Given information:
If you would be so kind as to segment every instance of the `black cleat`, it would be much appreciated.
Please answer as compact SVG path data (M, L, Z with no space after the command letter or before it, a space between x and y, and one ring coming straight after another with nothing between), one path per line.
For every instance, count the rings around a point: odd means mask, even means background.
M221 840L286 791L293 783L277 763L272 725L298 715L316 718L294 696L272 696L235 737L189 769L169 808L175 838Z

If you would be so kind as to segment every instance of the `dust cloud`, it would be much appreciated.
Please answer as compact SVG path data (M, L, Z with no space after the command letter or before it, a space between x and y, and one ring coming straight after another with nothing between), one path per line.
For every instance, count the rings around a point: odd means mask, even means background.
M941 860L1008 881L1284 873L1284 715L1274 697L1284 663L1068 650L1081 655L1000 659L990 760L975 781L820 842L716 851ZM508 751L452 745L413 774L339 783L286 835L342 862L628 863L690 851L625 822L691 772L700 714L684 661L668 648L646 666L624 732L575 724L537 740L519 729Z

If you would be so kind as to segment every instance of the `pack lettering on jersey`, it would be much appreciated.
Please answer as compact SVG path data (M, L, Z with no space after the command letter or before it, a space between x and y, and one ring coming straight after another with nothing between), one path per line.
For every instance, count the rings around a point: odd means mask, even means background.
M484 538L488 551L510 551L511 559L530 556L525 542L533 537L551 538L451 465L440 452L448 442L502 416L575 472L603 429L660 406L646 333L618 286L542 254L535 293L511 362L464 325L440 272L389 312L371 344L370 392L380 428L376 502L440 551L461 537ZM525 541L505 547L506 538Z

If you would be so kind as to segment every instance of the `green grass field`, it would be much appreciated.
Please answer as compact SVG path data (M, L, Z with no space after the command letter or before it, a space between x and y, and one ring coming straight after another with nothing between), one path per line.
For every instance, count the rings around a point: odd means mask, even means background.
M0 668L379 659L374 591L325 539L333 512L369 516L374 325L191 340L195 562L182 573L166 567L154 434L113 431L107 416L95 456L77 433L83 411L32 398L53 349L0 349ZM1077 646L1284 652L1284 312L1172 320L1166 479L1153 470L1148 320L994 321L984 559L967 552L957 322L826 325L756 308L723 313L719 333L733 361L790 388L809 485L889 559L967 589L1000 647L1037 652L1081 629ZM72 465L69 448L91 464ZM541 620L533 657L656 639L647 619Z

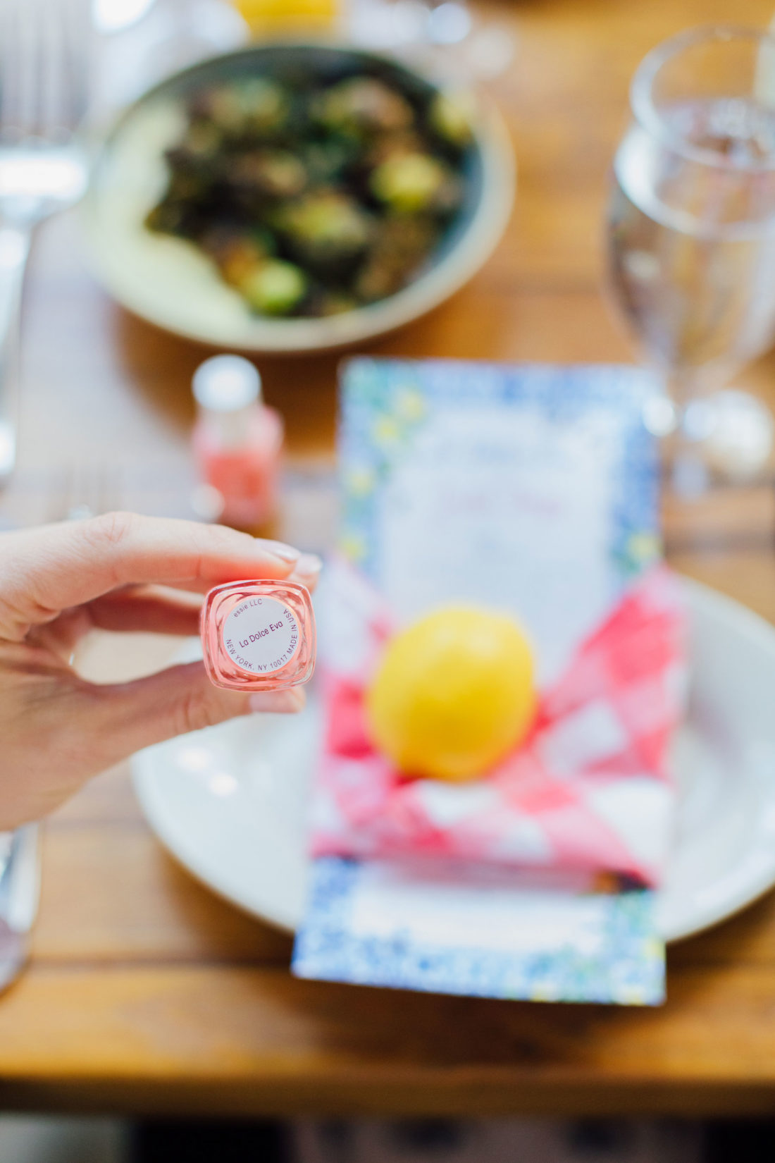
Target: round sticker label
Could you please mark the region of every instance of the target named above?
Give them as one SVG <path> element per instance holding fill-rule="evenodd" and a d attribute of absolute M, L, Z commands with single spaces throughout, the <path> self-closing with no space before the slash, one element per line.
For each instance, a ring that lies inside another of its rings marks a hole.
<path fill-rule="evenodd" d="M 280 670 L 299 648 L 296 616 L 275 598 L 245 598 L 225 618 L 221 633 L 229 657 L 251 675 Z"/>

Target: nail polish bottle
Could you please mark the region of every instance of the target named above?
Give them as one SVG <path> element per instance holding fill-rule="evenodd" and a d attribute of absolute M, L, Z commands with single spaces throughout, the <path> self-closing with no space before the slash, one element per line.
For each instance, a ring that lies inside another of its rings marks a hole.
<path fill-rule="evenodd" d="M 231 691 L 299 686 L 315 670 L 315 614 L 296 582 L 228 582 L 202 606 L 208 678 Z"/>
<path fill-rule="evenodd" d="M 213 356 L 193 380 L 193 447 L 202 480 L 216 490 L 217 519 L 238 528 L 266 522 L 277 502 L 284 423 L 261 402 L 261 379 L 241 356 Z"/>

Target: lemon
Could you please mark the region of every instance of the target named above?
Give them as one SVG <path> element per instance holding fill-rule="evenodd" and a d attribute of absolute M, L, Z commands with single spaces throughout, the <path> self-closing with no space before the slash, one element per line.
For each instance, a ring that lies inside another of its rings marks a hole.
<path fill-rule="evenodd" d="M 474 779 L 528 733 L 530 645 L 504 615 L 438 609 L 390 641 L 366 706 L 372 741 L 401 771 Z"/>

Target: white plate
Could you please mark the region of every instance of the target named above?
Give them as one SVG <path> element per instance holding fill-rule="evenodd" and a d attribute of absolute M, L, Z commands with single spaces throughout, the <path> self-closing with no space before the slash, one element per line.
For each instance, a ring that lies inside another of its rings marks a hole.
<path fill-rule="evenodd" d="M 676 741 L 677 835 L 659 925 L 698 933 L 775 884 L 775 629 L 686 583 L 691 700 Z M 249 913 L 294 929 L 304 898 L 304 804 L 321 734 L 299 718 L 242 719 L 134 759 L 151 826 L 194 876 Z"/>
<path fill-rule="evenodd" d="M 95 272 L 135 315 L 177 335 L 243 351 L 321 351 L 383 335 L 438 307 L 489 258 L 514 204 L 515 166 L 508 130 L 480 104 L 474 119 L 475 165 L 460 215 L 426 270 L 379 302 L 326 319 L 268 319 L 252 314 L 213 264 L 180 238 L 153 234 L 145 215 L 166 186 L 164 151 L 180 137 L 182 98 L 245 70 L 268 70 L 282 57 L 354 60 L 396 77 L 422 78 L 386 58 L 333 45 L 252 45 L 214 57 L 163 81 L 128 109 L 107 136 L 84 202 Z M 322 66 L 322 65 L 321 65 Z"/>

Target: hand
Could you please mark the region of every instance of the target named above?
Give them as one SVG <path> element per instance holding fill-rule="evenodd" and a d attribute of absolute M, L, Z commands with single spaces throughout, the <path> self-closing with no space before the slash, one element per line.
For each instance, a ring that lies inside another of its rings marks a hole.
<path fill-rule="evenodd" d="M 303 706 L 299 687 L 241 694 L 201 662 L 99 686 L 72 668 L 87 630 L 196 634 L 222 582 L 292 578 L 320 559 L 221 526 L 131 513 L 0 534 L 0 828 L 46 815 L 91 776 L 139 748 L 252 711 Z"/>

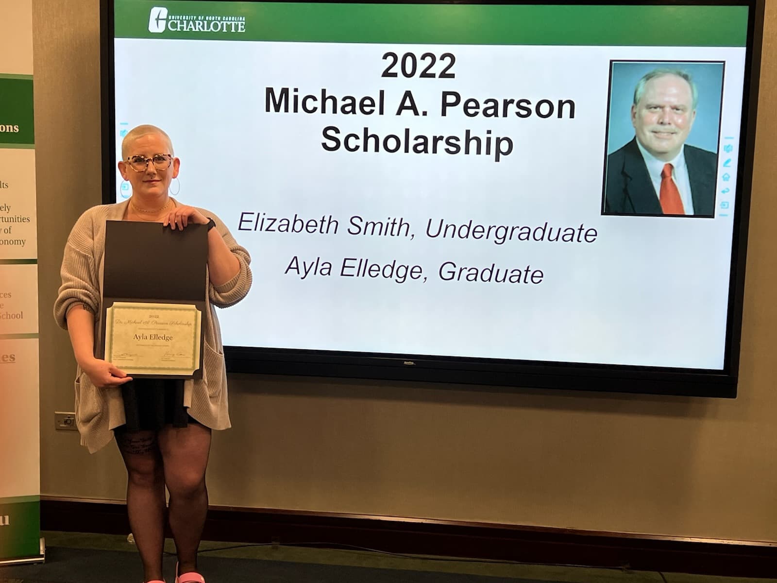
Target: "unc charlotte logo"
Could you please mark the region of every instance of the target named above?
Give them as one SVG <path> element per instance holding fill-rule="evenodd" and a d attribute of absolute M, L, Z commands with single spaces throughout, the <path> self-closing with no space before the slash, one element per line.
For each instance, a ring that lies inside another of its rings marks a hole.
<path fill-rule="evenodd" d="M 154 6 L 148 15 L 148 32 L 163 33 L 167 24 L 167 9 Z"/>

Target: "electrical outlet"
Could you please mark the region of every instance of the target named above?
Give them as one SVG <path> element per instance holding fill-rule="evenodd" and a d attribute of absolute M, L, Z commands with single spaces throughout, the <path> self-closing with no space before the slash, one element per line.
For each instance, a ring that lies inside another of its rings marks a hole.
<path fill-rule="evenodd" d="M 64 429 L 72 431 L 78 431 L 78 428 L 75 427 L 75 414 L 54 411 L 54 429 Z"/>

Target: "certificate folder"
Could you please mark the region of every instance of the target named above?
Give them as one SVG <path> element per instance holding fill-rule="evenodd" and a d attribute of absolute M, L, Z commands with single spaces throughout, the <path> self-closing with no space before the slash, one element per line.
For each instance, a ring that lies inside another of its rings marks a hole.
<path fill-rule="evenodd" d="M 107 221 L 99 356 L 106 358 L 106 316 L 116 302 L 193 305 L 204 323 L 207 317 L 207 278 L 206 225 L 190 224 L 181 231 L 163 227 L 159 222 Z M 131 376 L 201 379 L 204 335 L 204 326 L 200 324 L 199 363 L 193 374 L 132 373 Z"/>

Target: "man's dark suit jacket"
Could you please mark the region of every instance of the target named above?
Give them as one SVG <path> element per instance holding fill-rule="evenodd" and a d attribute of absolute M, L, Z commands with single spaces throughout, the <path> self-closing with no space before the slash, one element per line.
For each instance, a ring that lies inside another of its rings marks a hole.
<path fill-rule="evenodd" d="M 715 215 L 717 155 L 685 145 L 694 216 Z M 605 215 L 663 215 L 636 138 L 607 157 Z"/>

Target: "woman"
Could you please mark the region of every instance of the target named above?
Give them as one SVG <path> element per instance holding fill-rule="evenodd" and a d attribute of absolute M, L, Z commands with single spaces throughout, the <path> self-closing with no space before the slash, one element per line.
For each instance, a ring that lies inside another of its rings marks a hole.
<path fill-rule="evenodd" d="M 215 215 L 169 196 L 180 161 L 159 127 L 135 127 L 122 142 L 119 171 L 128 201 L 86 211 L 68 239 L 54 316 L 70 334 L 78 361 L 75 420 L 82 445 L 94 452 L 116 439 L 127 466 L 127 508 L 146 583 L 163 583 L 166 504 L 178 554 L 176 583 L 204 583 L 197 552 L 207 511 L 205 469 L 211 431 L 230 426 L 226 371 L 214 305 L 239 302 L 251 286 L 250 258 Z M 133 380 L 95 358 L 102 315 L 106 221 L 149 221 L 172 229 L 208 225 L 203 378 Z"/>

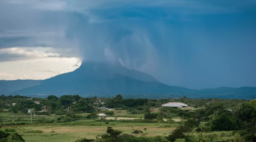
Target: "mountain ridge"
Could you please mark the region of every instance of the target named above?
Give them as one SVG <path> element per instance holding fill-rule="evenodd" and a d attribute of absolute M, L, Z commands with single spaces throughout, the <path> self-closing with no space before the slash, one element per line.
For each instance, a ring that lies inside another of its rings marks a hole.
<path fill-rule="evenodd" d="M 20 80 L 33 81 L 17 81 Z M 256 87 L 221 87 L 198 90 L 170 86 L 159 82 L 150 75 L 129 69 L 120 64 L 92 62 L 82 63 L 73 71 L 36 81 L 36 83 L 33 83 L 33 86 L 31 86 L 30 83 L 30 86 L 12 90 L 8 93 L 106 96 L 119 94 L 137 94 L 136 97 L 140 95 L 151 95 L 156 98 L 156 95 L 163 95 L 166 97 L 185 96 L 191 98 L 249 98 L 256 94 Z M 0 87 L 0 93 L 2 91 Z"/>

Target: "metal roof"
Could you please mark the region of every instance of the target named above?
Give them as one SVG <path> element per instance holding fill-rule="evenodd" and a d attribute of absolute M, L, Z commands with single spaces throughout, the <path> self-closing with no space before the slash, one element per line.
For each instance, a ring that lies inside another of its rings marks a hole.
<path fill-rule="evenodd" d="M 101 108 L 99 108 L 99 109 L 107 109 L 107 110 L 115 110 L 114 109 L 108 108 L 103 108 L 103 107 L 101 107 Z"/>
<path fill-rule="evenodd" d="M 162 107 L 186 107 L 188 105 L 179 102 L 169 102 L 165 104 L 162 105 Z"/>

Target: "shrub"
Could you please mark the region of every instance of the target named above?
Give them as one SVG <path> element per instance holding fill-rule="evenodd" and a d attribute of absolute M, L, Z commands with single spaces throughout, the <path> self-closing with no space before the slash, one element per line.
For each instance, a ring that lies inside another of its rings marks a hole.
<path fill-rule="evenodd" d="M 27 133 L 43 133 L 44 131 L 41 130 L 31 130 L 25 131 L 24 132 Z"/>
<path fill-rule="evenodd" d="M 63 112 L 60 110 L 57 110 L 55 111 L 55 114 L 57 116 L 61 116 L 62 115 L 65 115 L 66 114 L 67 112 Z"/>
<path fill-rule="evenodd" d="M 154 113 L 149 114 L 145 114 L 144 115 L 145 119 L 154 119 L 156 118 L 156 117 L 158 116 L 159 114 L 157 113 Z"/>
<path fill-rule="evenodd" d="M 5 129 L 6 132 L 15 132 L 16 130 L 13 128 L 6 128 Z"/>
<path fill-rule="evenodd" d="M 57 120 L 60 122 L 71 122 L 72 121 L 72 118 L 68 116 L 61 116 L 57 118 Z"/>
<path fill-rule="evenodd" d="M 106 111 L 104 112 L 107 115 L 109 116 L 113 116 L 114 115 L 114 111 Z"/>
<path fill-rule="evenodd" d="M 239 128 L 239 120 L 233 116 L 223 114 L 218 116 L 212 120 L 211 127 L 213 131 L 237 130 Z"/>
<path fill-rule="evenodd" d="M 210 127 L 204 125 L 201 125 L 199 126 L 196 131 L 197 132 L 207 133 L 210 132 L 211 130 Z"/>

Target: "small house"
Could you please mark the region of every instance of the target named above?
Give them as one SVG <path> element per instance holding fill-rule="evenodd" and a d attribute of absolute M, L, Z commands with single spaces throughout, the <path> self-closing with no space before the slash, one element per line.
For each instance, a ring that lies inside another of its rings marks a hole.
<path fill-rule="evenodd" d="M 169 102 L 163 105 L 162 107 L 173 107 L 175 108 L 184 108 L 188 106 L 188 105 L 179 102 Z"/>
<path fill-rule="evenodd" d="M 100 116 L 107 116 L 107 115 L 104 113 L 100 113 L 100 114 L 98 114 L 98 115 Z"/>
<path fill-rule="evenodd" d="M 33 111 L 33 109 L 30 109 L 28 110 L 28 113 L 30 113 L 30 112 L 32 112 L 32 111 Z"/>
<path fill-rule="evenodd" d="M 106 108 L 101 107 L 99 108 L 99 109 L 101 109 L 103 110 L 113 110 L 115 109 L 108 108 Z"/>

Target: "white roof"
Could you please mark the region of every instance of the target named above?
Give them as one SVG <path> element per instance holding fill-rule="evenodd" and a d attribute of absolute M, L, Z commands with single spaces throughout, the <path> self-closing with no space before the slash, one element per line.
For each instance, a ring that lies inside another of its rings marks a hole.
<path fill-rule="evenodd" d="M 101 108 L 99 108 L 99 109 L 107 109 L 107 110 L 115 110 L 114 109 L 108 108 L 103 108 L 103 107 L 101 107 Z"/>
<path fill-rule="evenodd" d="M 165 104 L 162 105 L 162 107 L 181 107 L 181 106 L 186 107 L 188 105 L 182 103 L 182 102 L 169 102 Z"/>

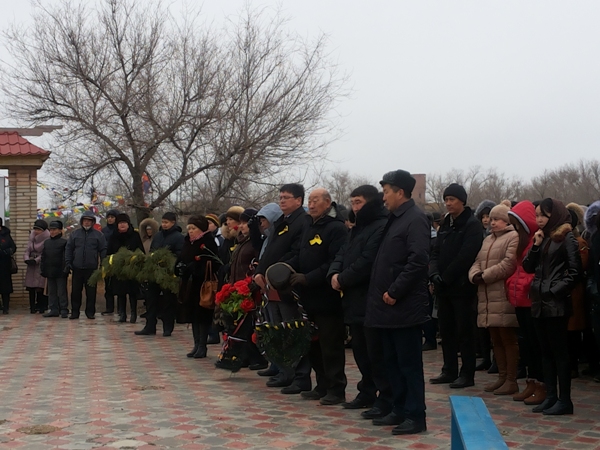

What is required: Rewrite the entries from the start through the line that contains "M941 860L1008 881L1284", replacing "much appreciated" with "greatly appreciated" and leaving everything else unchanged.

Task response:
If you would be so kind as to segment every instance of the `black cleat`, it would be greatly appreciated.
Please answer as compact SVG path data (M, L, Z with no space after the command letter or before it, a space between x and y, and one ring coming straight after another with nothing between), one path per line.
For every instance, count the rings around a point: odd means mask, even means background.
M221 840L286 791L293 783L277 763L272 725L298 715L316 718L294 696L272 696L235 737L189 769L169 808L175 838Z

If you would be so kind as to segment every instance of the `dust cloud`, it would be greatly appreciated.
Please answer as compact SVG path data (M, L, Z with no space after the command letter or before it, a space between x and y, and one ring coming straight after another with nothing between), one path per line.
For every instance, count the rings around a point: odd means mask, even means background.
M941 860L1008 881L1284 873L1284 715L1274 697L1284 663L1068 650L1081 655L1000 659L990 760L975 781L820 842L716 851ZM508 751L452 745L413 774L339 783L286 835L342 862L628 863L690 851L625 822L691 772L700 714L684 661L668 648L646 666L624 732L575 724L537 740L519 729Z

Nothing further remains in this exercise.